ENUNCIADO DA TAREFA: Dê prosseguimento ao texto sobre o filme “A Mala e os Errantes”, começando logo após a última frase apresentada.

TRECHO FORNECIDO:
------------------------------------------------

Hollywood tem seu encanto. A grandeza de suas produções, os efeitos especiais e os artistas mais caros e reconhecidos, com certeza, são atrativos para centenas de milhares de espectadores. Mas há algo sobre o cinema independente que me atrai muito mais. É de lá que vem as ideias mais originais, é onde os verdadeiros talentos se mostram, superando a escassez de recursos e aproximando os filmes muito mais da vida real, pura, simples e cotidiana. É o momento em que os diretores precisam ser ainda mais inteligentes e criativos para contarem suas histórias.
“A Mala e os Errantes” me pegou de jeito. Dirigido por Adam Leon, um cineasta nascido em Manhattan e que tem percorrido o mundo para mostrar seus filmes em festivais, como o de Toronto e o de Cannes, a produção chegou a ser farejada pela produtora mais respeitada da atualidade, a A24, e também pela The Orchid, um braço da Sonny, mas acabou caindo no colo da Netflix, que financiou o projeto. Acreditar nesse filme de Leon mostra o quanto a streamer tem apostado em produtos autorais.
Lançado em 2016, o filme, à época, não tinha nenhum ator conhecido no elenco. Hoje em dia, Callum Turner e Grace Van Patten, seus protagonistas, já tem seus nomes destacados nos pôsteres de grandes produções. “A Mala e os Errantes” pode até não se sobressair no IMDb, onde estampa uma nota mediana de 6,5, que atribuo ao fato de o longa-metragem ter apenas 6 mil avaliações de usuários comuns. No Rotten Tomatoes, na sessão de críticos especialistas, a aprovação é de 92%, provando que ele merece, sim, mais atenção do público.

------------------------------------------------

DADOS APRESENTADOS:
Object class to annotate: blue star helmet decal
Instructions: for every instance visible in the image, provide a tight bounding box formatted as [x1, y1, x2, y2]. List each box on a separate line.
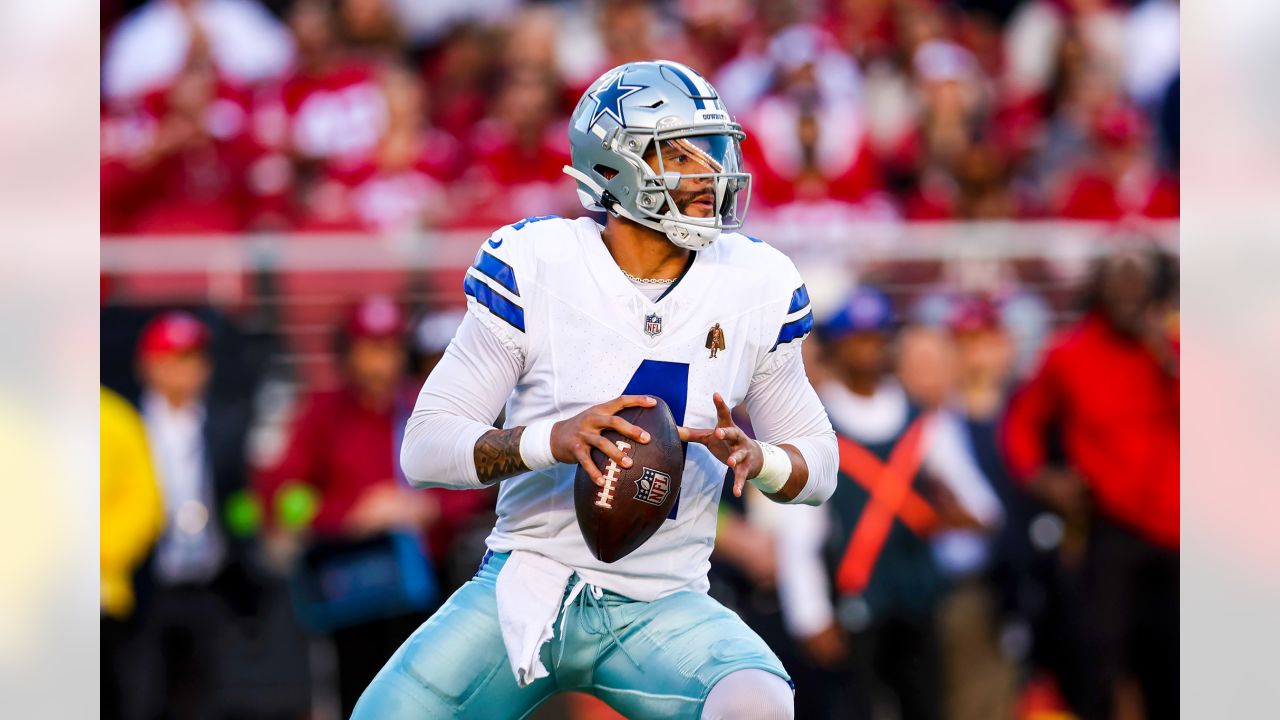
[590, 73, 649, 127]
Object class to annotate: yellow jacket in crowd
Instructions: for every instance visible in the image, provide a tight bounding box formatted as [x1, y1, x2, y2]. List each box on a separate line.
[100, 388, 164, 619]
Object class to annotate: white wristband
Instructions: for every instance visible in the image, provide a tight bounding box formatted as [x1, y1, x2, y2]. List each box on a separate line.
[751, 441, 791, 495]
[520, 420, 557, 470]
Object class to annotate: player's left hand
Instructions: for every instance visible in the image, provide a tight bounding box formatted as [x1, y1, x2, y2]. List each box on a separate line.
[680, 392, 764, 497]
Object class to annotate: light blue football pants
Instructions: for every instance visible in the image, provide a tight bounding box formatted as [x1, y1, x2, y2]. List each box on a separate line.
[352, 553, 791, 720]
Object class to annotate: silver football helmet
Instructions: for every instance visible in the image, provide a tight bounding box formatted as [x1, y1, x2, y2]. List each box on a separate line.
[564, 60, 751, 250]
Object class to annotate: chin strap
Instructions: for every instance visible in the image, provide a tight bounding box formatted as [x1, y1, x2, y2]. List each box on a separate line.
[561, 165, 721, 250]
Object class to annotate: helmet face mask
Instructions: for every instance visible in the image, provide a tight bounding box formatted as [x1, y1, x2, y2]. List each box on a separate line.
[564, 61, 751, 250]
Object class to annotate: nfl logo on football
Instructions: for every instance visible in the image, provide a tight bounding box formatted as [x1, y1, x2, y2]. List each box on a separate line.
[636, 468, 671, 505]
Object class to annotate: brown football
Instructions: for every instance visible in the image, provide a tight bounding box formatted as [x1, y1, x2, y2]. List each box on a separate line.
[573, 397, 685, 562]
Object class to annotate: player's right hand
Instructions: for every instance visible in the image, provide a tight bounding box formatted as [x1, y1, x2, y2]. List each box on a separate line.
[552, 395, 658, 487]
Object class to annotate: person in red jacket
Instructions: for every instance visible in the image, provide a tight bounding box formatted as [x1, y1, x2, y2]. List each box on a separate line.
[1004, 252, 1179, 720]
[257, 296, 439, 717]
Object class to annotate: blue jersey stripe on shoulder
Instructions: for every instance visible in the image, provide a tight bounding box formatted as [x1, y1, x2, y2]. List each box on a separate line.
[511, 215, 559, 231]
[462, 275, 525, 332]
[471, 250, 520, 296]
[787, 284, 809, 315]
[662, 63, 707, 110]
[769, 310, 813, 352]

------------------------------------------------

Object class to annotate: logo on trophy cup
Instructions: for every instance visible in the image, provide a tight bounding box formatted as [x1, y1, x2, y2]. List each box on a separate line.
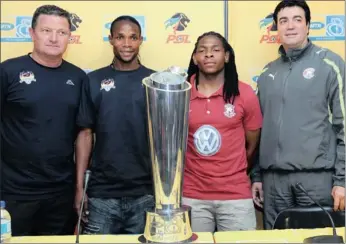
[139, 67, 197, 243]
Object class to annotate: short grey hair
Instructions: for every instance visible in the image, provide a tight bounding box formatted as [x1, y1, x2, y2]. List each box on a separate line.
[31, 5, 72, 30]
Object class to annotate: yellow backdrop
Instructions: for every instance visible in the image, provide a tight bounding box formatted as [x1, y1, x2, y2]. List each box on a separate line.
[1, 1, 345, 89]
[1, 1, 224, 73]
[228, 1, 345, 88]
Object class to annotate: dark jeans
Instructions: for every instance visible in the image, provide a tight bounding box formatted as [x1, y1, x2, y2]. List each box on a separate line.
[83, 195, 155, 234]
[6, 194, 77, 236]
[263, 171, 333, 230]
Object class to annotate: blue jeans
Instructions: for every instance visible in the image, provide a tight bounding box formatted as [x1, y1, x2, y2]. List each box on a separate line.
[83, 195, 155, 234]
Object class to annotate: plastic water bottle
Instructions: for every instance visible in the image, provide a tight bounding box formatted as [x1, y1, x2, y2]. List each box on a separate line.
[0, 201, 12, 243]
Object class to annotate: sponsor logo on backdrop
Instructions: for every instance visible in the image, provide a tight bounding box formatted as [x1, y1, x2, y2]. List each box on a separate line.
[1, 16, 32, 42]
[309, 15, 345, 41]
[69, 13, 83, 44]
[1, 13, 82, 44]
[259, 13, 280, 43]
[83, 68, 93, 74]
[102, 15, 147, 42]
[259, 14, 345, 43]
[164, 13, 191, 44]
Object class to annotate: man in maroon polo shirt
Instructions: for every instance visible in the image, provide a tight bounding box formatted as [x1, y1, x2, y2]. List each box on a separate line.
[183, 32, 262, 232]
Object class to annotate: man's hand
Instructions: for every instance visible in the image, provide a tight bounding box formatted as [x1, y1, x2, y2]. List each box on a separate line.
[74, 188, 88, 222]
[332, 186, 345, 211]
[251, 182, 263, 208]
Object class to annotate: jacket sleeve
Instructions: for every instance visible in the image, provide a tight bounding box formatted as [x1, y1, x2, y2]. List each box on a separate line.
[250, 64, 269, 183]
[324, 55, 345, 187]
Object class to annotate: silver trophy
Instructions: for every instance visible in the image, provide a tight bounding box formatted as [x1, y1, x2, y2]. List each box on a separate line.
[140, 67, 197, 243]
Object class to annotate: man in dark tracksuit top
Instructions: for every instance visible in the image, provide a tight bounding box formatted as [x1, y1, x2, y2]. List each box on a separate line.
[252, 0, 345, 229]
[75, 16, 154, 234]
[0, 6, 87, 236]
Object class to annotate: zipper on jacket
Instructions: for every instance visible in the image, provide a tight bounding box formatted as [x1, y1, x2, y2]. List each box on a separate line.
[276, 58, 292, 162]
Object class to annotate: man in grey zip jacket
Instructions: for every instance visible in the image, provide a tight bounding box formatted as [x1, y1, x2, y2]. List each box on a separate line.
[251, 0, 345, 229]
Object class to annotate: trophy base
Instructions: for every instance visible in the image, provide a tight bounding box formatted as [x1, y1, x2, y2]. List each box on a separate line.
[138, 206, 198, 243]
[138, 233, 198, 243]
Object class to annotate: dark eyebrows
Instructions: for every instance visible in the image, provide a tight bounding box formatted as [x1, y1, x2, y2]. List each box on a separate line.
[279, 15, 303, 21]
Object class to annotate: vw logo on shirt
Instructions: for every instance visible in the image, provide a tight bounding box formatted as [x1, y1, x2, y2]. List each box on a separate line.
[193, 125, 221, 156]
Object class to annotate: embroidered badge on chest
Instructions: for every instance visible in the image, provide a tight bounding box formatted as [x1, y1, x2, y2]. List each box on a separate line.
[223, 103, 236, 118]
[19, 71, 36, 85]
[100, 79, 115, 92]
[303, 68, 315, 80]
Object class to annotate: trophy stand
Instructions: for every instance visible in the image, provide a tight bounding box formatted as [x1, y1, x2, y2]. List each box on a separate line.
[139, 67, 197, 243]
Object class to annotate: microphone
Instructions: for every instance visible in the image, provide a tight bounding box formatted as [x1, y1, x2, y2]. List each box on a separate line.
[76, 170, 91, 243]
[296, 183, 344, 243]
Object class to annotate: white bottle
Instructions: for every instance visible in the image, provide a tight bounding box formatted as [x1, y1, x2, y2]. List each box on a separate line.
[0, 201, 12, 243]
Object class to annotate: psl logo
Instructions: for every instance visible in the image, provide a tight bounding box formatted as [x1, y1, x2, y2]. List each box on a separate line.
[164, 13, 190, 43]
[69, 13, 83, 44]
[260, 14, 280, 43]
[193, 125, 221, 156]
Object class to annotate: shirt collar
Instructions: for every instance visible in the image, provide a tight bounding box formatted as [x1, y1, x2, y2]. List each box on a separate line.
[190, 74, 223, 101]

------------------------------------------------

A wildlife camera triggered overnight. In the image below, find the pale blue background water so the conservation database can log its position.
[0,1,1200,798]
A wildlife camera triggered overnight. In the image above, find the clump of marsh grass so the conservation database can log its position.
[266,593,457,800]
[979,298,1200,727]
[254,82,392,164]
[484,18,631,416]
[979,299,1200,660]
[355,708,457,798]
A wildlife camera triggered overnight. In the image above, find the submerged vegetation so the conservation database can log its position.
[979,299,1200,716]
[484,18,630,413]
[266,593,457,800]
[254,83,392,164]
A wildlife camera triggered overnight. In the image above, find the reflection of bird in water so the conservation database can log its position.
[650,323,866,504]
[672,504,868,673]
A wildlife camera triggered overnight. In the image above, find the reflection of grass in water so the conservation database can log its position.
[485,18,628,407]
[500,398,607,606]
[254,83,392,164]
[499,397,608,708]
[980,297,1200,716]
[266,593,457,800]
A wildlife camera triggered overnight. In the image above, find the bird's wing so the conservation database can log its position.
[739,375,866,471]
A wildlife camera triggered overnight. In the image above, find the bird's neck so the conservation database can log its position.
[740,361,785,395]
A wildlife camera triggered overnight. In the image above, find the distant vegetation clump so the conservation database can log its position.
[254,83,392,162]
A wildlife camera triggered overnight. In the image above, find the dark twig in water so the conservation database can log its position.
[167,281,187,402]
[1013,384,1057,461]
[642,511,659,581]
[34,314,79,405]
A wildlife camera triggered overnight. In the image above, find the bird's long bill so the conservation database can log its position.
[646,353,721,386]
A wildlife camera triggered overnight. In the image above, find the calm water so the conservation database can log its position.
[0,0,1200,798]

------------------------------------------------

RESULTADO:
O enredo, coescrito por Leon e Jamund Washington, com quem tem longa parceria, que inclui “Gimme the Loot”, “Queen of Glory” e “Italian Studies”, narra a saga de Danny (Turner) e Ellie (Van Patten) para entregar uma mala misteriosa até seu destino. Danny é filho de imigrantes poloneses em Nova York, e vive em um cubículo precário com sua humilde família. Ele é uma espécie de assistente no escritório de apostas de sua mãe. Amante de culinária, seu sonho é se tornar chef.
Até que um dia, recebe uma ligação de seu irmão, Darren (Michael Vondel), da cadeia, pedindo que ele lhe faça um favor. Darren passa as orientações para que Danny vá até determinado local para encontrar “um cara”, com quem deve encontrar e depois entregar uma mala até um destino estipulado. Ao chegar no lugar descrito, ele conhece Ellie, que não é um cara, mas uma garota, com quem embarca na aventura potencialmente perigosa e ilegal.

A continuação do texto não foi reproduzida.